◆ **WHAT YOU SHOULD DO**
Copy out the lines below word for word, all of them, but leave out the pictures.

◆ **GIVEN DATA**
_ _ _

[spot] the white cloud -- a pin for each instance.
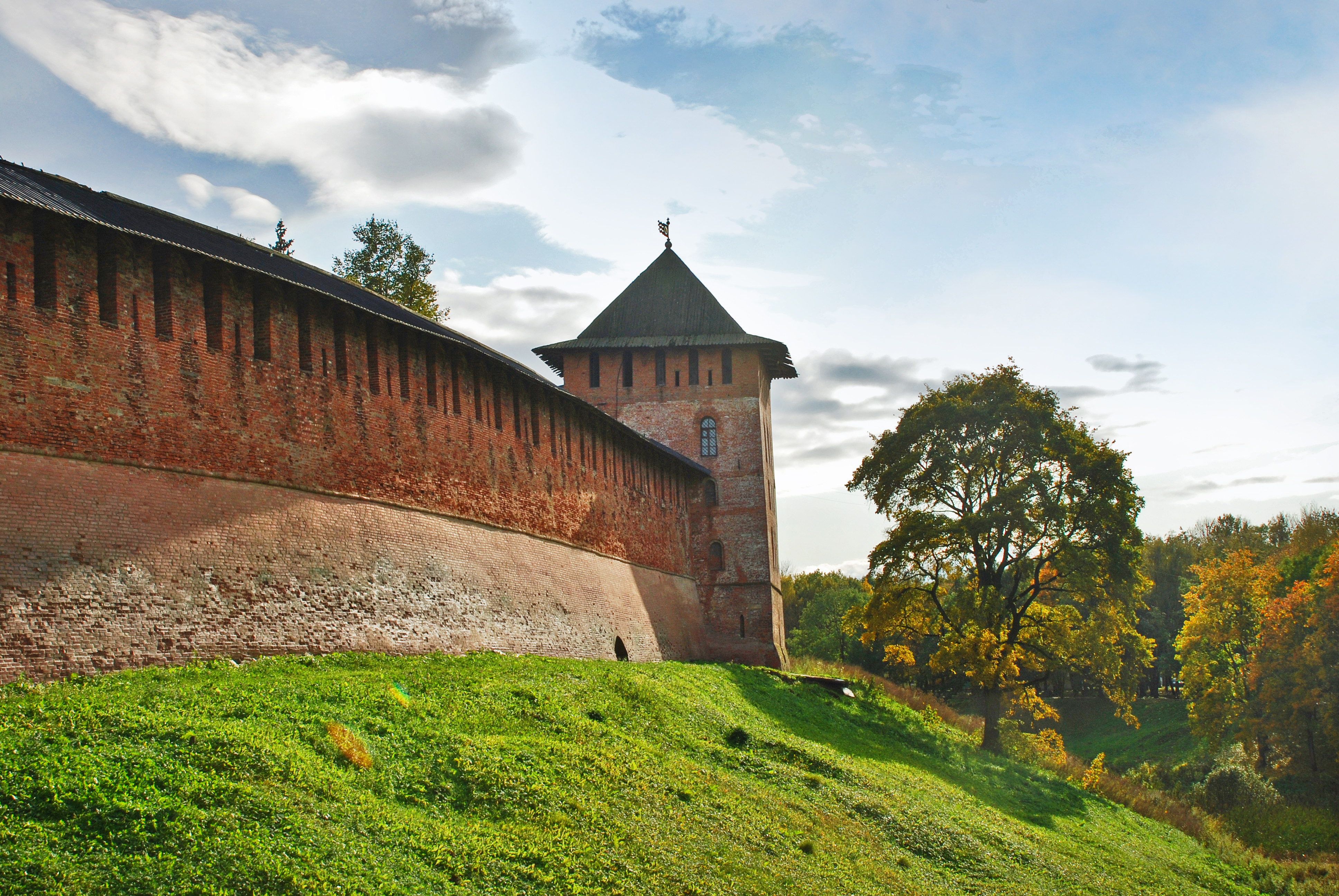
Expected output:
(243, 204)
(469, 14)
(211, 84)
(606, 160)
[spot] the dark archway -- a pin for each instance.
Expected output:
(715, 556)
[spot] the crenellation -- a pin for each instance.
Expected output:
(170, 487)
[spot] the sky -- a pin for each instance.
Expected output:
(1136, 203)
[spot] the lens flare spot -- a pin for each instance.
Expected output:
(350, 745)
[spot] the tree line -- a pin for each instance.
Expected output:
(1014, 570)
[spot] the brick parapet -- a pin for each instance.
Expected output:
(203, 389)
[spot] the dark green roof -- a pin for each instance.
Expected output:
(667, 306)
(665, 300)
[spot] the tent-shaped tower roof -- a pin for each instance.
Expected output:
(667, 306)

_ _ _

◆ **FINAL RESULT**
[spot] the white cloud -- a pin for each instance.
Expected output:
(243, 204)
(469, 14)
(211, 84)
(606, 160)
[spot] the dark archway -- a pin for each instance.
Expected output:
(715, 556)
[spot] the crenellation -- a pin for each instance.
Expected output:
(170, 487)
[spot] the sky -- a pin for each instance.
Expected output:
(1136, 203)
[spot] the lens flare spot -- a pin for each instance.
Expected output:
(350, 745)
[spot] the tree line -- a pin for each instance.
Expected output:
(1014, 570)
[spot] the brick parapet -- a pin for each instance.
Expected output:
(203, 389)
[spot] the dark green roof -- a pin for each instance.
Expected output:
(667, 306)
(665, 300)
[spot] the tent-shaped tower roof -- a pin for each instance.
Expected output:
(667, 306)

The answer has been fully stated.